Event
Forum Ketahanan Energi Nasional Cari Format Jitu
Jakarta, PetroEnergy.id -- Ketahanan energi merupakan isu yang sangat krusial bagi seluruh negara khususnya negara berkembang seperti Indonesia. Jika sebelumnya ketahanan energi selalu erat kaitannya dengan sumber daya alam berbentuk minyak dan gas, belakangan terus berkembang ke seluruh sumber daya fosil lainnya seperti batubara.
Bahkan, dalam satu dekade terakhir, geliat energi non fosil yang dikenal sebagai energi baru terbarukan (EBT) juga mendapat perhatian cukup serius. Industri migas, minerba, dan EBT pada akhirnya menjadi satu kesatuan yang utuh demi satu tujuan yakni mewujudkan ketahanan energi nasional.
“Salah satu tugas yang harus dipikul pemerintah saat ini adalah meningkatkan ketahanan energi nasional sebagai salah satu bentuk ketahanan bangsa. Harus ada solusi untuk menangani berbagai tantangan dalam pencapaian ketahanan energi,” kata Ketua Ikatan Keluarga Alumni Lemhannas (IKAL) Agum Gumelar di sela-sela Forum Ketahanan Energi Nasional yang digelar di Jakarta, (8/9/2016).
Agum menekankan, dibalik tantangan terdapat peluang-peluang yang ada dalam pencapaian ketahanan energi. Oleh karenanya, perlu dipersiapkan konsep yang strategis tanpa harus meninggalkan aspek-aspek kebangsaan.
Ketua Umum Kamar Dagang dan Industri (Kadin) Indonesia, Rosan P. Roeslani mengatakan, konsumsi energi diperkirakan akan terus meningkat seiring dengan pertumbuhan penduduk dunia. Oleh karena itu, teknologi di sektor energi harus terus dikembangkan untuk mencapai ketersediaan energi.

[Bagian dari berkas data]
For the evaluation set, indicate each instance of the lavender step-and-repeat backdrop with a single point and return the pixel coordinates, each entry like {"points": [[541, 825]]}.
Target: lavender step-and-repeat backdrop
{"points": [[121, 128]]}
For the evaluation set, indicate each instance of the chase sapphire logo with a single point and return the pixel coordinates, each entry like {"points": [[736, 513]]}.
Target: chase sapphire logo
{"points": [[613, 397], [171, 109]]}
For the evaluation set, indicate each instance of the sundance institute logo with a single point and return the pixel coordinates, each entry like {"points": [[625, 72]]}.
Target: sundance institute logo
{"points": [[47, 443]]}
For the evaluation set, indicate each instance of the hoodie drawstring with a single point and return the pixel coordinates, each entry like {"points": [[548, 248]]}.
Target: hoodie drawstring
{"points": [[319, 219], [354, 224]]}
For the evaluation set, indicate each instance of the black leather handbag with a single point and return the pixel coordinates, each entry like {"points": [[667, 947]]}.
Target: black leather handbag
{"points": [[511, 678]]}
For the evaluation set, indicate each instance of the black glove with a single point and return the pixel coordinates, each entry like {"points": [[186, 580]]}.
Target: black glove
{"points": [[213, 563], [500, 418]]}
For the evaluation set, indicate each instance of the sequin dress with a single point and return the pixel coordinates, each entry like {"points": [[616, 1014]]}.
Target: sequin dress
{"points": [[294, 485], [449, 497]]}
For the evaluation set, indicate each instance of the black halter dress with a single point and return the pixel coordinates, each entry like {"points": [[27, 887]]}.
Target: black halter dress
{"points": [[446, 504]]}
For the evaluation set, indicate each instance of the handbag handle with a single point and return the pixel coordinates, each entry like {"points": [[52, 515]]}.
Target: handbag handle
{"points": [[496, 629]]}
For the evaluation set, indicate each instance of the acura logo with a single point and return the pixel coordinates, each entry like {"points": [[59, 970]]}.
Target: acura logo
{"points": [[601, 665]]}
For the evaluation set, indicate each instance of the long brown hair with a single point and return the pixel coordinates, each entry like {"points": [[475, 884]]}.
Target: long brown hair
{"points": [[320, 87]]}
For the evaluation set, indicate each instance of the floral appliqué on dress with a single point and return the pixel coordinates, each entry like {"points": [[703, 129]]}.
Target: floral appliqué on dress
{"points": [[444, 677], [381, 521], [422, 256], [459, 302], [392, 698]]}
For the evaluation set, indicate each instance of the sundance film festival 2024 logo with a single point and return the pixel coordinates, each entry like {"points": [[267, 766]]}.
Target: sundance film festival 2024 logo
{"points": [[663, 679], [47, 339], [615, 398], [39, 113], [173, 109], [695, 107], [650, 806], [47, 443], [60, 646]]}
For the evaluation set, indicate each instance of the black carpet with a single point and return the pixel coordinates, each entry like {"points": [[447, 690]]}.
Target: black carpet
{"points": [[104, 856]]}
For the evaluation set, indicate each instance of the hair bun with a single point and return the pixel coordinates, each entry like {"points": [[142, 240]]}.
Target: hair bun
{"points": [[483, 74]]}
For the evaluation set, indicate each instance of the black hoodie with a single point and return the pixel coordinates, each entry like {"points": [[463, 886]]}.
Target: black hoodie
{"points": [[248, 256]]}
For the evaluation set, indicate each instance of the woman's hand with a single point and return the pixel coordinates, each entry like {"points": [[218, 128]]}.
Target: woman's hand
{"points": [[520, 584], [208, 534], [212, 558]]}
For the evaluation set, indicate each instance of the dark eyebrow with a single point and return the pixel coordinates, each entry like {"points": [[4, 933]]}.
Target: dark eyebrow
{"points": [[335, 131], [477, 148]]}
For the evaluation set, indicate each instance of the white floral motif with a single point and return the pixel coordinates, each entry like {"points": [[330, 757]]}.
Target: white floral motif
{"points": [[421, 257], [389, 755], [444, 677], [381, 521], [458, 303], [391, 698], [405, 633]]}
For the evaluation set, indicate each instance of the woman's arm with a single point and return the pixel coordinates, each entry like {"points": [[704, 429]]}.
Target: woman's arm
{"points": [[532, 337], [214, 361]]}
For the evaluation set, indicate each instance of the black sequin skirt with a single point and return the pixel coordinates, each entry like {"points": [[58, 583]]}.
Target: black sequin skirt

▶ [PERINTAH TUGAS]:
Tolong tulis ulang bagian teks tentang ketahanan energi nasional, mulai dari "Ketua Umum Kamar" dan berakhir pada "mencapai ketersediaan energi.", dengan mengganti "teknologi" menjadi "inovasi".

▶ [JAWABAN LENGKAP]:
Ketua Umum Kamar Dagang dan Industri (Kadin) Indonesia, Rosan P. Roeslani mengatakan, konsumsi energi diperkirakan akan terus meningkat seiring dengan pertumbuhan penduduk dunia. Oleh karena itu, inovasi di sektor energi harus terus dikembangkan untuk mencapai ketersediaan energi.